══ Text passage ══
How to Increase Your Global Reach: 7 Multilingual Website Best Practices to Follow

by Han Mai
11 Minute Read

An increased global reach offers potentially rich rewards for businesses. It can provide access to larger markets, increased revenue, and diffused market dependence. Yet successfully making the transition global poses challenges, and targeting new locales is no easy task. 

Your business may already be on the journey to building its global presence, or you may be considering embarking on it in the future. In either case, progressing effectively means using all means available to their maximum advantage.

There are, of course, multiple ingredients for global business success. For example, you’re likely aware of how critical it is to improve app store ratings for your online business. But, as this article will outline, your website may be one of the most crucial pieces.

 

The Growing Significance of the Online World

To begin, it’s important to acknowledge the central role of a business’ website in 2022 when reaching out to global markets. Long before the arrival of COVID, there had been an increasing shift toward digital business activity, and the pandemic has only intensified this trend.
═══
● Using the information:
**a)** Reproduce the article on multilingual websites word for word, from "Your business may" up to and including "their maximum advantage.".
**b)** Resume the article on multilingual website best practices, writing on from its last sentence.
The material that comes next has no connection to the article on global reach.
══ Information shown ══
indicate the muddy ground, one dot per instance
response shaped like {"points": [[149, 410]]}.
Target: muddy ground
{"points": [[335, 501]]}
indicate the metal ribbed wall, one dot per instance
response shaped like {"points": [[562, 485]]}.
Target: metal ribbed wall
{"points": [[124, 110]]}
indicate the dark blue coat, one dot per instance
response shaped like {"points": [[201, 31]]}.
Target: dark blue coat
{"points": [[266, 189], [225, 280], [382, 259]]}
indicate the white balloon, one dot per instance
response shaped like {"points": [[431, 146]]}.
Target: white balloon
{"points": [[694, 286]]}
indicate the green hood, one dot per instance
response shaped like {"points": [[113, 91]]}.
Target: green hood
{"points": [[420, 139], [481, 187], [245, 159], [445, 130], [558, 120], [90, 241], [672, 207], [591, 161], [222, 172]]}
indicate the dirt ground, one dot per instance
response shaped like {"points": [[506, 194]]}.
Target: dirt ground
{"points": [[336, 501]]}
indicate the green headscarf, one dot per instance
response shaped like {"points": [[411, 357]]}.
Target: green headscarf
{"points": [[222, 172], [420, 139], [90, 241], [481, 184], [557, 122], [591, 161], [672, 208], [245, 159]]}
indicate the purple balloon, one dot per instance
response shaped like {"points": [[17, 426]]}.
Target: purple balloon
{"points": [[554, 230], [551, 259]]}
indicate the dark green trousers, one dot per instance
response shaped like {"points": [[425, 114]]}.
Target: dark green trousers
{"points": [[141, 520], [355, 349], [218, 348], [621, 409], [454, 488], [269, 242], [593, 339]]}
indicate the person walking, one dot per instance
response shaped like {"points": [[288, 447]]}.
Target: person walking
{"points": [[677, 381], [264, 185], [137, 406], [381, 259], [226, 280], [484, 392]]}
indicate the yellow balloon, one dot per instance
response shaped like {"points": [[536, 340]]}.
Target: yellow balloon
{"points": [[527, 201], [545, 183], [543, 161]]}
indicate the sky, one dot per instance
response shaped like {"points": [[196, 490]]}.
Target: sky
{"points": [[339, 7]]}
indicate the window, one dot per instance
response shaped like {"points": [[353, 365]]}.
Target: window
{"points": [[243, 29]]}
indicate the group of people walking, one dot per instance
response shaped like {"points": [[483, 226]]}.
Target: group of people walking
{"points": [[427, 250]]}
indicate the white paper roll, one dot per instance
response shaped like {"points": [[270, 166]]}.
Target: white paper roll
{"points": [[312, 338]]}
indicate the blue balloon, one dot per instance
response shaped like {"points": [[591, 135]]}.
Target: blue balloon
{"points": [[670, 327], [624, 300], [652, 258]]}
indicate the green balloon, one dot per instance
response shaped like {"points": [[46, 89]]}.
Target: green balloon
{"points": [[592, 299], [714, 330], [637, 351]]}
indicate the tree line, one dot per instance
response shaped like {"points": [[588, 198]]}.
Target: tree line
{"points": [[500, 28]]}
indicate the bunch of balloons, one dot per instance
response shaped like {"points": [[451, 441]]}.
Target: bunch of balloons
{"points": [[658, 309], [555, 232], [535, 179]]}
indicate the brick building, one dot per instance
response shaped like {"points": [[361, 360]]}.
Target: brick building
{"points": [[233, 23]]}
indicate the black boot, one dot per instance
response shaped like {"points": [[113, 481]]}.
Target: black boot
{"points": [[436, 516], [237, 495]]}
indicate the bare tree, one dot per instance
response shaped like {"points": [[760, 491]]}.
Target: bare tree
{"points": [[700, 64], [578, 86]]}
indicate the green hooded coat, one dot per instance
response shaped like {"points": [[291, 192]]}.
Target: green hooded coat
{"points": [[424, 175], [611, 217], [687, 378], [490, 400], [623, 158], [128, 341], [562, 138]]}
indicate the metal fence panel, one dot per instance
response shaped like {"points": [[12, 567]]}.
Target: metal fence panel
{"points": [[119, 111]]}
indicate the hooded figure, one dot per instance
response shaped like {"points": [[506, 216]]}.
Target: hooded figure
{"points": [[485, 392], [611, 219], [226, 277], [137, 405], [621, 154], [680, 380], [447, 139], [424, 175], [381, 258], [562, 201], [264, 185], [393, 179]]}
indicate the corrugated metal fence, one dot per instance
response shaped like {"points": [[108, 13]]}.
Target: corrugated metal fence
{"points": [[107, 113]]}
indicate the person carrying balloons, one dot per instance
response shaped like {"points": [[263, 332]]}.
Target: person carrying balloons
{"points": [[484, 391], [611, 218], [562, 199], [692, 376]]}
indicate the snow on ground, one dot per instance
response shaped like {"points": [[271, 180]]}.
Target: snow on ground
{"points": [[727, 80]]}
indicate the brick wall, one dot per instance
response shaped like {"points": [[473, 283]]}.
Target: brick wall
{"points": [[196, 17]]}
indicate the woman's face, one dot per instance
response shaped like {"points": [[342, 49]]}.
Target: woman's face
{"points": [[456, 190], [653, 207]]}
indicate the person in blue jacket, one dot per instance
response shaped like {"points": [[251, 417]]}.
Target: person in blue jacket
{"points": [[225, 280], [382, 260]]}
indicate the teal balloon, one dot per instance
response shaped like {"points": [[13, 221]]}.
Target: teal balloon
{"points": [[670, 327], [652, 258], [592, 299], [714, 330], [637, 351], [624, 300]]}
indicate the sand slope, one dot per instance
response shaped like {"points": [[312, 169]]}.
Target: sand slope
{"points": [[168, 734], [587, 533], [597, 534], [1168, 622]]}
═══
══ Information shown ══
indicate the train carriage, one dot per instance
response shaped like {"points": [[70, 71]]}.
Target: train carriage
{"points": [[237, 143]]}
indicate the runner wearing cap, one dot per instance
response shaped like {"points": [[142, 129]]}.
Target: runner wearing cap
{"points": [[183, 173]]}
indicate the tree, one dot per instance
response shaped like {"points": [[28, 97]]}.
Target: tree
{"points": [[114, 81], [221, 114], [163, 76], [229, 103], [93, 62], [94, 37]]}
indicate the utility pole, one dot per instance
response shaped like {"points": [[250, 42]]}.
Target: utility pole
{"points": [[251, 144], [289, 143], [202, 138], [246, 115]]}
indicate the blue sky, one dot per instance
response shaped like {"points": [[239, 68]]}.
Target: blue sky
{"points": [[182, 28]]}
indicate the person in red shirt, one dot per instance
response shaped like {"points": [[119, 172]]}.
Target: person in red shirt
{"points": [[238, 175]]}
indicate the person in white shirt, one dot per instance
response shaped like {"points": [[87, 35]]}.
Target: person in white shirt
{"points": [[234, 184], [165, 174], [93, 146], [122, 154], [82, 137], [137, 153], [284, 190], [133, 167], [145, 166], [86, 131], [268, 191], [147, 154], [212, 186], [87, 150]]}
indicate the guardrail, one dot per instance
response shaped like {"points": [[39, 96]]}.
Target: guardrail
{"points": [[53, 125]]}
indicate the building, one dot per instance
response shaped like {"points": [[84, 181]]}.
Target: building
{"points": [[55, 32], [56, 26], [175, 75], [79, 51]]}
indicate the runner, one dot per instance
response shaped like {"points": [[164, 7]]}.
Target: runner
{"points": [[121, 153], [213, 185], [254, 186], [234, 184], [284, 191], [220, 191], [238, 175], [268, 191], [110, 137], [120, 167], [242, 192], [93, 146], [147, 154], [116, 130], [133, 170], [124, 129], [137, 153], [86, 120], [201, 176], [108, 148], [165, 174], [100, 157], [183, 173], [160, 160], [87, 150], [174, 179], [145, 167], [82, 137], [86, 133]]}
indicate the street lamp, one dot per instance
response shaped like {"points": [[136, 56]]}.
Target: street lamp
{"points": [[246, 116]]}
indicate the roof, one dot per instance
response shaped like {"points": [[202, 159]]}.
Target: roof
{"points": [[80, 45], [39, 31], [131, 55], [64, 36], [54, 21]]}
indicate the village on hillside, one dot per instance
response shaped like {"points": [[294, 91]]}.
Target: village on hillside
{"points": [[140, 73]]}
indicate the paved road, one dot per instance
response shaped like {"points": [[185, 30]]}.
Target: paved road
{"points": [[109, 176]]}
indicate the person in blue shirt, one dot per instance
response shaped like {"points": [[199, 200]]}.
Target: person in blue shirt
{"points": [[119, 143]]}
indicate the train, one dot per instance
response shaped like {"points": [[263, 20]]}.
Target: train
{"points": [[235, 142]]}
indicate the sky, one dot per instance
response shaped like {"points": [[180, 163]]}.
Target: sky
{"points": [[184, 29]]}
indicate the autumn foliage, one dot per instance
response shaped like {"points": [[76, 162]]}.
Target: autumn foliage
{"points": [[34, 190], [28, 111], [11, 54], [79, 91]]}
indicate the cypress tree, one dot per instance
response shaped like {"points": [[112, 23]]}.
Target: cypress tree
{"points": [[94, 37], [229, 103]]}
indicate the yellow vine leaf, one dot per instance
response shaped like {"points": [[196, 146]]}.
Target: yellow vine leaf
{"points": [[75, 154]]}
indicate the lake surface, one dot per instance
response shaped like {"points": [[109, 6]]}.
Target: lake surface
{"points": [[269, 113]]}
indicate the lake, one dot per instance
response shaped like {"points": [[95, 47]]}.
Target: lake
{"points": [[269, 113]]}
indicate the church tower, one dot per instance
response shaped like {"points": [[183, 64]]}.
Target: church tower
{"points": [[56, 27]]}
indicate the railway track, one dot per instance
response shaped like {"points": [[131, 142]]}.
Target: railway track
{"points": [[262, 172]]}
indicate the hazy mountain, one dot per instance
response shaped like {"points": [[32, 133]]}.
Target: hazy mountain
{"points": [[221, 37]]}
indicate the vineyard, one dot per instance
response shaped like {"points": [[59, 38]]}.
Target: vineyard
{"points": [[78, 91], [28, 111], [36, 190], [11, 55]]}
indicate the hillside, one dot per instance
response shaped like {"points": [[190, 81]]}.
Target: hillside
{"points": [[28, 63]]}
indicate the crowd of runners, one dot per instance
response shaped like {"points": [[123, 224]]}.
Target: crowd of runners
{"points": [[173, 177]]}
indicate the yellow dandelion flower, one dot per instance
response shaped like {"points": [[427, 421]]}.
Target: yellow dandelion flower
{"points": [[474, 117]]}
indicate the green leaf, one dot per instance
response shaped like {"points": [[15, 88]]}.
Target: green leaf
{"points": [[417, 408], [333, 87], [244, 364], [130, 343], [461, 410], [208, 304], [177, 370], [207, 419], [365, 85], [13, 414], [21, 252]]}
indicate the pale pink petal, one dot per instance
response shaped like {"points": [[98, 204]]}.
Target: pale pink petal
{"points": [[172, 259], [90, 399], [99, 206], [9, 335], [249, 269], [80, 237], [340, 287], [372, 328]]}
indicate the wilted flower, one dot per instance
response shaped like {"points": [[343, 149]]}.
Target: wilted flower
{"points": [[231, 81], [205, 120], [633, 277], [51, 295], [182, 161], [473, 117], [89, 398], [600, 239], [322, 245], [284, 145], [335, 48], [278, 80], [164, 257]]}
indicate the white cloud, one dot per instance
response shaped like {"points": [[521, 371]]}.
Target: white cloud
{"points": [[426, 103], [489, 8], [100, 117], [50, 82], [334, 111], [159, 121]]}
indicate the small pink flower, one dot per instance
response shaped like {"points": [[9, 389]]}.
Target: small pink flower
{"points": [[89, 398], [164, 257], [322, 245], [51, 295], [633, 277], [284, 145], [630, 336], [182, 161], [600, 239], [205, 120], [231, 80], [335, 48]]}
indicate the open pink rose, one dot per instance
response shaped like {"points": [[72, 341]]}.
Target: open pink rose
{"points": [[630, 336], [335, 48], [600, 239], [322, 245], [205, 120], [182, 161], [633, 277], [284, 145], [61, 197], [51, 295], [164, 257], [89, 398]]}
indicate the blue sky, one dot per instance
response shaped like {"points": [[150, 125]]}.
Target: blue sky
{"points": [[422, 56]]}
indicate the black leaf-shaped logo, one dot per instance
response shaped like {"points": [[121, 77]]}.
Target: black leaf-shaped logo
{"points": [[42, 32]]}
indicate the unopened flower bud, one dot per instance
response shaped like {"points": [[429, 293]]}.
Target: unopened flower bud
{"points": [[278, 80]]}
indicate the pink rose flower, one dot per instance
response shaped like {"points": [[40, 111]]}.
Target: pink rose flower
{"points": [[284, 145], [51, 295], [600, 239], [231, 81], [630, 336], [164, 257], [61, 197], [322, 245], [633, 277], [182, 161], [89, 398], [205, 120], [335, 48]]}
═══
══ Information shown ══
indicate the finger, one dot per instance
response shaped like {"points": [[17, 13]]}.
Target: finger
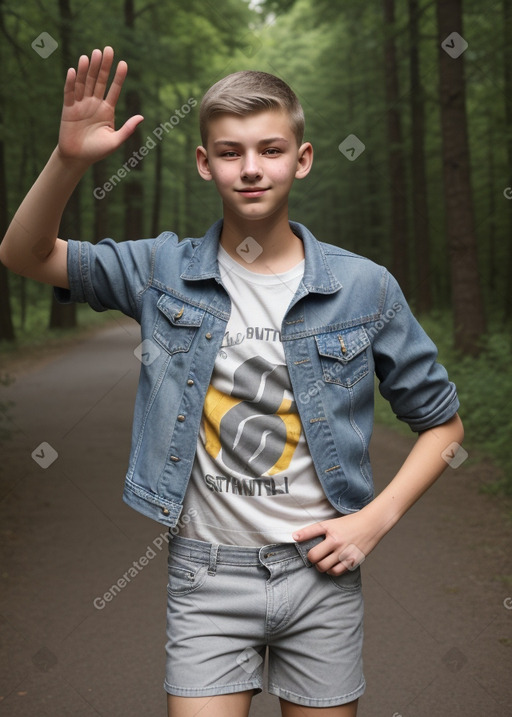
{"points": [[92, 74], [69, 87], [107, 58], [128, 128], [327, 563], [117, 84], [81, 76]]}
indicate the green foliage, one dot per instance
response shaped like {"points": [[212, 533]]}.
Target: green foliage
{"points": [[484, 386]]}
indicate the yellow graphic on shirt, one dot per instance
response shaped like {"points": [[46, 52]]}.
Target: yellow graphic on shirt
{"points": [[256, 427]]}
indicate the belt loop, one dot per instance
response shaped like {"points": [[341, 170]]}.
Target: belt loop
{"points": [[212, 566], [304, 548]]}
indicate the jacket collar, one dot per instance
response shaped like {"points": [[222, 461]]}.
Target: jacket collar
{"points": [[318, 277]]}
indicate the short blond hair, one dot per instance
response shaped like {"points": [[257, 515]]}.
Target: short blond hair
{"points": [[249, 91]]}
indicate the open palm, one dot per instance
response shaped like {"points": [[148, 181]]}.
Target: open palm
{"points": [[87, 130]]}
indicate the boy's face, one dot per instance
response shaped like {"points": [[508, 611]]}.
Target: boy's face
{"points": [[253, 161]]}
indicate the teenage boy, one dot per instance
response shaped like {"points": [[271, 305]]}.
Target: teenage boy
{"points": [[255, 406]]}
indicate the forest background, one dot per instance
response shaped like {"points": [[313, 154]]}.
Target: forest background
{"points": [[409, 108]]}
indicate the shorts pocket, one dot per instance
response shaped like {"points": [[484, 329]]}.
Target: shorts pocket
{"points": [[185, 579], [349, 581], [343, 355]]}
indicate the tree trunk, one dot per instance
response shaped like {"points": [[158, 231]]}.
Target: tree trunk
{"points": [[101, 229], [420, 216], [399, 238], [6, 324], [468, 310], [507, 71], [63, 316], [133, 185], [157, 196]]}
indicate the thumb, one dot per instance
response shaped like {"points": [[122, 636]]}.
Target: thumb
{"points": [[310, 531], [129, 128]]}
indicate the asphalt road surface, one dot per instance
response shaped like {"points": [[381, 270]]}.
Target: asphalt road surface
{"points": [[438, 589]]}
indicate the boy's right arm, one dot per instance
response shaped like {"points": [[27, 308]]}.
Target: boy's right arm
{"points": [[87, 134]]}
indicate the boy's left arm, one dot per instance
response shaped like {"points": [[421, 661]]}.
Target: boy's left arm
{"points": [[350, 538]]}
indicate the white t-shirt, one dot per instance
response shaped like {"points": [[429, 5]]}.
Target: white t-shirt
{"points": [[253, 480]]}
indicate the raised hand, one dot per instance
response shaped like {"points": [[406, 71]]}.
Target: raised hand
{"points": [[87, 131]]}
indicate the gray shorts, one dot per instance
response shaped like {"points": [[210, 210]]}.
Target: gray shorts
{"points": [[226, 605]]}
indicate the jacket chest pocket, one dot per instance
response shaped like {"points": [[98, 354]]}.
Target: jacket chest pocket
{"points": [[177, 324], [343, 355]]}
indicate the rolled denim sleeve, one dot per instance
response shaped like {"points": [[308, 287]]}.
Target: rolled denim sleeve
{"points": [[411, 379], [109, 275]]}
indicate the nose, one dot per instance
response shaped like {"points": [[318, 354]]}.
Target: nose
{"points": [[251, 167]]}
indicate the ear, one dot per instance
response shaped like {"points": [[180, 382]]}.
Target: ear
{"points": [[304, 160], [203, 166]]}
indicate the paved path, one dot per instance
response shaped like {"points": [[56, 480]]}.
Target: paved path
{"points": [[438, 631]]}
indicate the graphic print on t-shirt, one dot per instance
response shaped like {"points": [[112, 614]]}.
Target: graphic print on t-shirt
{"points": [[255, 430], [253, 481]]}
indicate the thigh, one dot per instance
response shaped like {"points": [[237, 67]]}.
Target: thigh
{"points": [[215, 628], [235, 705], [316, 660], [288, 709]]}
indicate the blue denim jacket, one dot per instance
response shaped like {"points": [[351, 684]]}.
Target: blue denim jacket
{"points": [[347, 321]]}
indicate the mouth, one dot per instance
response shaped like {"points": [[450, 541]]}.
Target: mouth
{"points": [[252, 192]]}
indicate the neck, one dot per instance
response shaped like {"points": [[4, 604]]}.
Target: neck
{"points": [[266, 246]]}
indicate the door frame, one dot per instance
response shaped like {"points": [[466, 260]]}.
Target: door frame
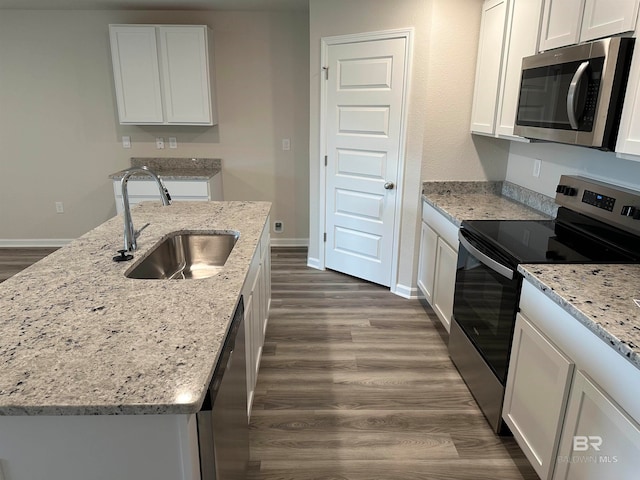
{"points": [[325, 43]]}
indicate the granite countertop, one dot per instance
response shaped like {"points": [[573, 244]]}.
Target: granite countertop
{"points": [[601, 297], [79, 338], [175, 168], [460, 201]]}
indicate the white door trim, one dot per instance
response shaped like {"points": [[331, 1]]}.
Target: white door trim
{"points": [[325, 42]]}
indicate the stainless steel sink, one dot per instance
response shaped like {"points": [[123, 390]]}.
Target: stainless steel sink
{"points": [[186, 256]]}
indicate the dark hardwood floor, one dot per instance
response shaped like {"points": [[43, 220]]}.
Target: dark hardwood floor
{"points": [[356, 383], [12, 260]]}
═══
● Answers by item number:
**a)**
Your business may already be on the journey to building its global presence, or you may be considering embarking on it in the future. In either case, progressing effectively means using all means available to their maximum advantage.

**b)**
First, it made working from home more common. Many of us will have experienced this personally, with our houses and apartments becoming our virtual offices. Businesses have had to adjust to this new reality as well by investing in remote work software, for example.

The pandemic has affected commerce more generally, too. Since it started, more customer activity than ever before has moved online. Globally, people's engagement with a brand is more likely to be solely online now than previously, with customers all over the world more able to explore, research, and purchase on the internet.

As its online window to the world, a business’ website is consequently more significant than it’s ever been.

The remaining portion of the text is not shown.